=== TASK DIRECTIONS ===
Copy out all of the material below, swapping in "integer pixels" wherever "whole pixels" occurs and leaving everything else unchanged.

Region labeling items
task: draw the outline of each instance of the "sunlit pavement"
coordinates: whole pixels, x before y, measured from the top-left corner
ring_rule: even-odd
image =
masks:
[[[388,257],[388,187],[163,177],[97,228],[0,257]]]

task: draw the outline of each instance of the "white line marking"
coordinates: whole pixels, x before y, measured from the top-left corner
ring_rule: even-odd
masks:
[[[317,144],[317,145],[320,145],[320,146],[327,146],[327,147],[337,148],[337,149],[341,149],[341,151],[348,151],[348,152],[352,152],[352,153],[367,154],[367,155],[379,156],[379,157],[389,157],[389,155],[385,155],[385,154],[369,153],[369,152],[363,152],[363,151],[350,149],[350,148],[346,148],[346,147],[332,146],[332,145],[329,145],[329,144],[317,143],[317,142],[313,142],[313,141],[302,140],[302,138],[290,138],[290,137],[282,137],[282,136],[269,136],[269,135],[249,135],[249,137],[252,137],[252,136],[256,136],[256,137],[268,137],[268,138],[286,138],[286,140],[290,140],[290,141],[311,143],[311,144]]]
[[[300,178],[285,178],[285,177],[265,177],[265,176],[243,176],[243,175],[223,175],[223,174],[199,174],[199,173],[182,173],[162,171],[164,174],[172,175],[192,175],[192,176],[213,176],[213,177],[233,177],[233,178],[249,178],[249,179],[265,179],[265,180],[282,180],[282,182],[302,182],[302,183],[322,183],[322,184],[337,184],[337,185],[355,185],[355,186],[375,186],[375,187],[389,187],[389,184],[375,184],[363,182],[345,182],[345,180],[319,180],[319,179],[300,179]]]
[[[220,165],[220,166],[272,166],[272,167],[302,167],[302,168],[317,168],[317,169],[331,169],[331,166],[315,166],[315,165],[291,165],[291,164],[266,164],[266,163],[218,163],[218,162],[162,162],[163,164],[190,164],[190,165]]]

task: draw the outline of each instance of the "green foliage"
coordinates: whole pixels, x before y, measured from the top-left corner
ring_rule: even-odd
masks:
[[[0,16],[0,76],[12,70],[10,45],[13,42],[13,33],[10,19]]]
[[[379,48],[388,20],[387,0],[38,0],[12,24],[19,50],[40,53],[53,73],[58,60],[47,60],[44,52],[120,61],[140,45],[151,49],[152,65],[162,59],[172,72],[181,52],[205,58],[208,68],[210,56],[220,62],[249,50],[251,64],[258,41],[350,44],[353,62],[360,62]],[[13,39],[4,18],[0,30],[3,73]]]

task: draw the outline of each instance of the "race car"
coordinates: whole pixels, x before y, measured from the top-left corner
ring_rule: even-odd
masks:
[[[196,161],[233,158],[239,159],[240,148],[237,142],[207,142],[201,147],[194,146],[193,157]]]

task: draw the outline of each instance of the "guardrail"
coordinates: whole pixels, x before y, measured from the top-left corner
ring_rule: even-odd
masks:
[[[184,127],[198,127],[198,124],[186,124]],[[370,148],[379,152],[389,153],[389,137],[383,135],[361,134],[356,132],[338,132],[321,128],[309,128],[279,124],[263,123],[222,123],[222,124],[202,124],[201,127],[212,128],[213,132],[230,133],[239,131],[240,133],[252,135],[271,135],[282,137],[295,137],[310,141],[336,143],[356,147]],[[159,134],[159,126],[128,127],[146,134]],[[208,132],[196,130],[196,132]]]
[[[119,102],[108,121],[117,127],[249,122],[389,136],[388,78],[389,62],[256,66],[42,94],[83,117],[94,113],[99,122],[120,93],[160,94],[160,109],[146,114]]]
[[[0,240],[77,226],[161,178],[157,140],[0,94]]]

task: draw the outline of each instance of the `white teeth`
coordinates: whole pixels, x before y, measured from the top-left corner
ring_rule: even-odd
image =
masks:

=== WRITTEN SOLUTION ===
task: draw the outline of each instance of the "sunlit pavement"
coordinates: integer pixels, x before y, measured from the top-left corner
ring_rule: even-odd
image =
masks:
[[[388,257],[388,187],[163,177],[97,228],[0,257]]]

task: draw the outline of each instance of the "white line marking"
coordinates: integer pixels, x before y, measured from the top-left corner
ring_rule: even-odd
masks:
[[[317,144],[317,145],[320,145],[320,146],[327,146],[327,147],[337,148],[337,149],[341,149],[341,151],[348,151],[348,152],[352,152],[352,153],[367,154],[367,155],[379,156],[379,157],[389,157],[389,155],[385,155],[385,154],[369,153],[369,152],[363,152],[363,151],[350,149],[350,148],[346,148],[346,147],[332,146],[332,145],[329,145],[329,144],[317,143],[317,142],[313,142],[313,141],[302,140],[302,138],[290,138],[290,137],[282,137],[282,136],[269,136],[269,135],[249,135],[249,137],[252,137],[252,136],[256,136],[256,137],[268,137],[268,138],[286,138],[286,140],[290,140],[290,141],[311,143],[311,144]]]
[[[300,178],[285,178],[285,177],[265,177],[265,176],[243,176],[243,175],[223,175],[223,174],[199,174],[199,173],[182,173],[162,171],[164,174],[172,175],[192,175],[192,176],[213,176],[213,177],[233,177],[233,178],[249,178],[249,179],[265,179],[265,180],[282,180],[282,182],[302,182],[302,183],[322,183],[322,184],[337,184],[337,185],[355,185],[355,186],[375,186],[375,187],[389,187],[389,184],[375,184],[363,182],[345,182],[345,180],[319,180],[319,179],[300,179]]]
[[[220,165],[220,166],[272,166],[272,167],[302,167],[302,168],[317,168],[317,169],[331,169],[331,166],[315,166],[315,165],[291,165],[291,164],[266,164],[266,163],[218,163],[218,162],[162,162],[163,164],[190,164],[190,165]]]

task: draw the outline of each instance of the "green foliage"
coordinates: integer pixels, x before y, measured from the top-left corner
ring_rule: even-odd
masks:
[[[0,16],[0,76],[12,70],[10,45],[13,42],[13,33],[10,19]]]
[[[379,48],[388,20],[387,0],[38,0],[12,24],[19,50],[40,53],[53,73],[58,60],[47,60],[44,52],[120,61],[140,45],[151,49],[152,65],[162,59],[172,72],[181,52],[205,58],[208,68],[210,56],[220,62],[249,50],[251,64],[258,41],[350,44],[353,62],[360,62]],[[13,39],[4,18],[0,30],[3,73]]]

task: draw the outline of each instance of the "race car"
coordinates: integer pixels, x before y, measured from the top-left corner
ring_rule: even-odd
masks:
[[[196,161],[233,158],[239,159],[240,148],[237,142],[207,142],[201,147],[194,146],[193,157]]]

task: draw the outline of each instance of the "guardrail"
coordinates: integer pixels, x before y, measured from the top-left corner
ring_rule: even-odd
masks:
[[[184,127],[198,127],[198,124],[186,124]],[[370,148],[379,152],[389,153],[389,137],[383,135],[361,134],[356,132],[338,132],[321,128],[309,128],[279,124],[263,123],[222,123],[222,124],[202,124],[201,127],[212,128],[213,132],[230,133],[239,131],[240,133],[252,135],[271,135],[282,137],[295,137],[310,141],[336,143],[356,147]],[[159,134],[159,126],[128,127],[146,134]],[[208,132],[196,130],[196,132]]]
[[[119,102],[108,121],[117,127],[249,122],[389,136],[388,78],[389,62],[256,66],[42,94],[83,117],[94,113],[99,122],[120,93],[160,94],[160,109],[146,114]]]
[[[0,240],[77,226],[161,178],[157,140],[0,94]]]

task: draw the outline of each instance of the `white teeth`
coordinates: integer pixels, x before y, measured from the top-left corner
ring_rule: even-odd
image =
masks:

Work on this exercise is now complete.